» **Exercise**:
Could you print each of the records below exactly?

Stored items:
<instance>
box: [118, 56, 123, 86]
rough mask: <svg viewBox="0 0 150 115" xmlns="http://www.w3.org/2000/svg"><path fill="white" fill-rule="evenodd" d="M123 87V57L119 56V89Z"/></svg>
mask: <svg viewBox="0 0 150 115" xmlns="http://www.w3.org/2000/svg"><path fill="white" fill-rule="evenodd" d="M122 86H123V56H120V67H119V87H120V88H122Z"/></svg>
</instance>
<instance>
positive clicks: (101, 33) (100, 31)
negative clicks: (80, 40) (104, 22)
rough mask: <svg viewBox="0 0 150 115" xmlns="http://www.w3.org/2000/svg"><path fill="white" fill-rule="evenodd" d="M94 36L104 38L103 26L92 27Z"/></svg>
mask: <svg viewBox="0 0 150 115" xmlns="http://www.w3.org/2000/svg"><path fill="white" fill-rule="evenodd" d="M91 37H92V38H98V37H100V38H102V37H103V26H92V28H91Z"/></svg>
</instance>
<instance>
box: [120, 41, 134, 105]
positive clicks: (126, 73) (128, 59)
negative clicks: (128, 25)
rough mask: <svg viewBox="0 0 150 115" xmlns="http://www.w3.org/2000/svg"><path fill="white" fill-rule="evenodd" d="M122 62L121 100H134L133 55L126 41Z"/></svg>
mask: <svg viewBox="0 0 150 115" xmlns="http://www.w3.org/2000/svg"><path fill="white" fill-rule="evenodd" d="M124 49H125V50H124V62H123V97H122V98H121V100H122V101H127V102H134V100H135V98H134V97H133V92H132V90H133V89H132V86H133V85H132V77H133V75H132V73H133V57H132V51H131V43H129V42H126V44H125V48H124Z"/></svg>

» **Response to the task**:
<instance>
box: [118, 56, 123, 86]
rough mask: <svg viewBox="0 0 150 115" xmlns="http://www.w3.org/2000/svg"><path fill="white" fill-rule="evenodd" d="M123 87V57L119 56V89Z"/></svg>
mask: <svg viewBox="0 0 150 115" xmlns="http://www.w3.org/2000/svg"><path fill="white" fill-rule="evenodd" d="M122 86H123V56H120V67H119V87H120V88H122Z"/></svg>
</instance>
<instance>
positive clicks: (101, 33) (100, 31)
negative clicks: (80, 40) (104, 22)
rough mask: <svg viewBox="0 0 150 115" xmlns="http://www.w3.org/2000/svg"><path fill="white" fill-rule="evenodd" d="M94 36L104 38L103 26L92 27Z"/></svg>
mask: <svg viewBox="0 0 150 115" xmlns="http://www.w3.org/2000/svg"><path fill="white" fill-rule="evenodd" d="M91 37H92V38H98V37H100V38H102V37H103V26H92V28H91Z"/></svg>
</instance>
<instance>
box: [120, 41, 134, 105]
positive clicks: (126, 73) (128, 59)
negative clicks: (128, 25)
rough mask: <svg viewBox="0 0 150 115" xmlns="http://www.w3.org/2000/svg"><path fill="white" fill-rule="evenodd" d="M122 62L121 100H134L133 55L126 41Z"/></svg>
mask: <svg viewBox="0 0 150 115" xmlns="http://www.w3.org/2000/svg"><path fill="white" fill-rule="evenodd" d="M124 49H125V50H124V62H123V97H122V98H121V100H122V101H127V102H134V100H135V98H134V97H133V92H132V90H133V89H132V86H133V85H132V77H133V75H132V73H133V57H132V51H131V43H129V42H126V44H125V48H124Z"/></svg>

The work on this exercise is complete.